__Exercise task 1__:
Could you write out the data records below, from their start through the line holding "[504,60,522,77]", inclusive, keeping every line but multiplying each bounding-box coordinate in the answers by 1.8 and rounding to whole numbers, with halves rounded up?

Sunday, December 12, 2004
 

Review: Metal Gear Solid: The Twin Snakes (GC)
Posted by Ryan :: 6:08 PM

What does one do when they are caught up in the hype that is Metal Gear Solid 3: Snake Eater, but only own a Gamecube? They do the next best thing, or in some people’s opinions the best thing, and pick up Metal Gear Solid: The Twin Snakes. Konami, along with Silicon Knights, have given one of the greatest games of its time, 1998’s Metal Gear Solid for the Playstation, a well deserved facelift. However, this remake is not along the lines as Capcom’s complete overhaul of the original Resident Evil, also for the Gamecube. There are a few additions to the original, a few changes and a much better looking game here, but level structures, item placement & over all strategies are nearly identical to that of the game released six years ago.

I’m sure many of you are familiar with the storyline of Metal Gear Solid, so I’ll try to keep it short and sweet. Our hero, Solid Snake, is brought out of retirement to investigate a nuclear warhead storage facility that has been taken over by a group of terrorists, who have also taken two very important men hostage. Your objective is to find out what the hell is going on and save the two hostages. Sounds simple enough, right? Not so fast, this is a Metal Gear game after all, so prepare yourself for plenty of plot twists. From beginning to end, you’ll be guessing who’s on Snake’s side and who’s not. With every cut scene or codec conversation comes another twist in the story. There are more subplots than I could keep track of and more plot holes than a block of swiss cheese. By the end of the game, a majority of the story lines come together, albeit, a bit sloppy. There are also a few loose ends, but most of those carry over to Metal Gear Solid 2: Sons of Liberty. All that aside, the story moves at a reasonable pace and will keep you playing only to find out what hoops Snake has to jump through next. Who is the female soldier who appears to be on Snake’s side? Why is there a ninja in stealth camouflage running lose? What are Vulcan Raven and Liquid Snake thinking by going shirtless in Alaska?

(Data records)

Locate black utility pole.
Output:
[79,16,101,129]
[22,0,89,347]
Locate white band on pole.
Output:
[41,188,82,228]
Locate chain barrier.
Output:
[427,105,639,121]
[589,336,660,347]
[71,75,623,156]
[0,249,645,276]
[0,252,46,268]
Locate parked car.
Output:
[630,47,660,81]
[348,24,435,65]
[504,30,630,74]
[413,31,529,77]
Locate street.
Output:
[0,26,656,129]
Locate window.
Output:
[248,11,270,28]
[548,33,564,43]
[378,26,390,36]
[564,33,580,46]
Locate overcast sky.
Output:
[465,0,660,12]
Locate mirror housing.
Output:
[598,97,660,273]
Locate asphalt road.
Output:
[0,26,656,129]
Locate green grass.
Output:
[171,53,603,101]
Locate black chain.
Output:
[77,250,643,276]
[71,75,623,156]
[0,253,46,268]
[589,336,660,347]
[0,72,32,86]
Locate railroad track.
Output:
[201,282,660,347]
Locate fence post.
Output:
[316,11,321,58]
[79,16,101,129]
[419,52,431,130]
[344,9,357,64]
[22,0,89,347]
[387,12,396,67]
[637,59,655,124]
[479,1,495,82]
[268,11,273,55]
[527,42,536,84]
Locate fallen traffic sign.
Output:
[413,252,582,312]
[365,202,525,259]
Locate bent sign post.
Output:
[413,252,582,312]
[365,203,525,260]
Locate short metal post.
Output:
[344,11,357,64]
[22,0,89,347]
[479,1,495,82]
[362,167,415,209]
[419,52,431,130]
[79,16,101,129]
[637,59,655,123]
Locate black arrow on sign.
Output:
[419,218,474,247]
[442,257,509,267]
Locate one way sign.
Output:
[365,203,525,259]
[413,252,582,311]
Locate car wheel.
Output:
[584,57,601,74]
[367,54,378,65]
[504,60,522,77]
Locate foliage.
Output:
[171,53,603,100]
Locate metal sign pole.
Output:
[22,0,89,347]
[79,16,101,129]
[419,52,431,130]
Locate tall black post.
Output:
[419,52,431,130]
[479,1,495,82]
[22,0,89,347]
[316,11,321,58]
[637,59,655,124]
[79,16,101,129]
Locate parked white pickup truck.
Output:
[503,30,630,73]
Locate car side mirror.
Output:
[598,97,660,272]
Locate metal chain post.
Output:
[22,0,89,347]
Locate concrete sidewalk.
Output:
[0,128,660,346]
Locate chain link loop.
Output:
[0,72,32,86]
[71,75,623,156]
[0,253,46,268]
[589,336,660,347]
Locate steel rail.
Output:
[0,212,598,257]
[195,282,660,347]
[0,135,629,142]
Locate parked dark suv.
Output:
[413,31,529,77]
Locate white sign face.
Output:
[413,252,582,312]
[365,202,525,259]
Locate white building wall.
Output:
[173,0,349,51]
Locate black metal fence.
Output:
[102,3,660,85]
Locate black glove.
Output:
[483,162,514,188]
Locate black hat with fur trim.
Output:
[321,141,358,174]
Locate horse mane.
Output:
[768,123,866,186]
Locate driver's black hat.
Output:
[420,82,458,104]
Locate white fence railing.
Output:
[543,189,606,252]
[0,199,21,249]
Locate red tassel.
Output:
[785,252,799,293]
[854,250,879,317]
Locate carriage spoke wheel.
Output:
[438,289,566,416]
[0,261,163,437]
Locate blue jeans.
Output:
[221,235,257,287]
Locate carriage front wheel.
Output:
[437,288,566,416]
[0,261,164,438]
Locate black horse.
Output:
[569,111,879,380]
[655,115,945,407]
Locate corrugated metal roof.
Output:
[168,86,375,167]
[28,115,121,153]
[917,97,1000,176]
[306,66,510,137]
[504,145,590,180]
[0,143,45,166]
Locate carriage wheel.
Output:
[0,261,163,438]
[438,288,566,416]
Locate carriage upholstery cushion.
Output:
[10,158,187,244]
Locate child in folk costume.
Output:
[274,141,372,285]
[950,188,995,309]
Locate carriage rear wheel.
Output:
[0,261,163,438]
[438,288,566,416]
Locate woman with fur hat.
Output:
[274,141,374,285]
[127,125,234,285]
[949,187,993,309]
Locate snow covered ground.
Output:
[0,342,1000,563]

__Exercise task 2__:
Could you repeat, word for word, the part of the Twin Snakes review between "What does one" and "six years ago.", inclusive?

__Full output 1__:
Locate black utility pole.
Output:
[142,29,182,232]
[40,0,160,625]
Locate white band on pole.
Output:
[74,338,148,410]
Locate chain barrier.
Output:
[769,189,1150,218]
[1060,605,1188,625]
[128,135,1121,281]
[0,448,1161,497]
[0,454,83,482]
Locate parked car.
Output:
[1134,85,1188,146]
[626,43,783,117]
[907,54,1134,133]
[743,56,952,139]
Locate street.
Output:
[0,47,1181,232]
Locate window.
Output:
[446,20,486,50]
[986,59,1015,77]
[680,47,702,65]
[1015,59,1044,83]
Locate overcast sky.
Output:
[837,0,1188,22]
Locate mirror housing.
Output:
[1076,175,1188,491]
Locate asphalt road.
Output:
[0,47,1181,232]
Locate green grass.
Output:
[308,95,1085,182]
Locate black chain.
Output:
[139,450,1157,497]
[128,135,1121,281]
[0,455,83,482]
[1060,605,1188,625]
[0,130,58,155]
Locate railroad track.
Output:
[362,508,1188,625]
Locate fence post.
Output:
[569,20,578,104]
[142,29,182,232]
[754,94,776,234]
[619,16,643,115]
[40,0,160,625]
[697,22,713,121]
[1147,106,1179,223]
[862,2,891,148]
[482,20,491,99]
[949,76,965,151]
Locate fallen traffic sign.
Output:
[743,454,1048,562]
[657,364,945,466]
Locate bent sign post.
Output:
[743,454,1048,562]
[657,365,945,468]
Locate short metal post.
Output:
[619,20,643,115]
[40,0,160,625]
[862,2,891,148]
[652,301,747,376]
[754,94,776,234]
[142,29,182,232]
[1147,106,1179,221]
Locate black arrow on sign.
Output:
[754,392,853,445]
[796,463,916,481]
Locate one way sign.
Output:
[657,365,945,466]
[743,454,1048,560]
Locate car wheel.
Output:
[1051,103,1082,133]
[661,97,680,117]
[907,108,940,139]

__Full output 2__:
What does one do when they are caught up in the hype that is Metal Gear Solid 3: Snake Eater, but only own a Gamecube? They do the next best thing, or in some people’s opinions the best thing, and pick up Metal Gear Solid: The Twin Snakes. Konami, along with Silicon Knights, have given one of the greatest games of its time, 1998’s Metal Gear Solid for the Playstation, a well deserved facelift. However, this remake is not along the lines as Capcom’s complete overhaul of the original Resident Evil, also for the Gamecube. There are a few additions to the original, a few changes and a much better looking game here, but level structures, item placement & over all strategies are nearly identical to that of the game released six years ago.